- _Document source_:
^^^^^^^^
Le 18 août dernier, le gouvernement burkinabè a déclaré la coordinatrice résidente de l’ONU, Carol Flore-Smereczniak, persona non grata, accusant son rapport sur les enfants et le conflit armé d’être « mensonger ». Cette décision s’inscrit dans une série de mesures répressives contre les organisations humanitaires, après l’expulsion en décembre 2022 de Barbara Manzi, sa prédécesseure.
Entre restrictions administratives et suspensions d’ONG, les autorités burkinabè semblent privilégier le contrôle politique au détriment de l’aide vitale dont dépend une population en crise. Pourtant, en 2024, l’ONU a mobilisé plus de 505 millions de dollars pour soutenir des programmes humanitaires dans le pays. L’expulsion de Carol Flore-Smereczniak marque un nouveau chapitre dans la relation tendue entre le Burkina Faso et les Nations unies.
Le gouvernement lui reproche d’avoir co-présidé un rapport accusant les forces de sécurité burkinabè de violations contre des enfants, sans preuve suffisante selon Ouagadougou. Une décision qui rappelle celle de décembre 2022, où Barbara Manzi, alors coordinatrice de l’ONU, avait été priée de quitter le pays pour avoir « prédit le chaos » sans justification.
^^^^^^^^
- _Entrées de données_:

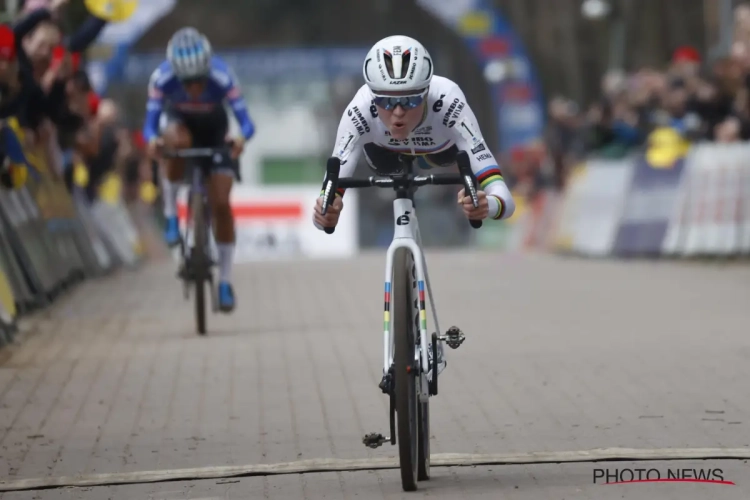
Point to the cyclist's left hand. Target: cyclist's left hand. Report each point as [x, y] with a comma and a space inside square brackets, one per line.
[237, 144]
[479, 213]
^^^^^^^^
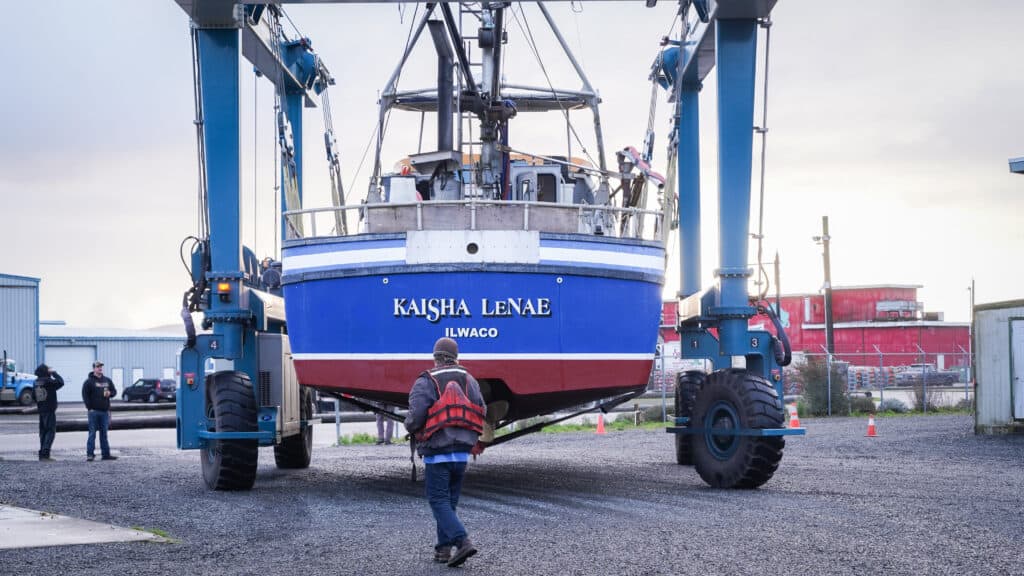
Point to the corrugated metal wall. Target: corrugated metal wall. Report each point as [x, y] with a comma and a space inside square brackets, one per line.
^^^^^^^^
- _Objectif_:
Modifiez tout le passage du document source depuis « Le 18 août dernier, le » jusqu'à « Manzi, sa prédécesseure. » en remplaçant « persona non grata » par « indésirable », puis réécrivez ce passage en entier.

- _Réponse attendue_:
Le 18 août dernier, le gouvernement burkinabè a déclaré la coordinatrice résidente de l’ONU, Carol Flore-Smereczniak, indésirable, accusant son rapport sur les enfants et le conflit armé d’être « mensonger ». Cette décision s’inscrit dans une série de mesures répressives contre les organisations humanitaires, après l’expulsion en décembre 2022 de Barbara Manzi, sa prédécesseure.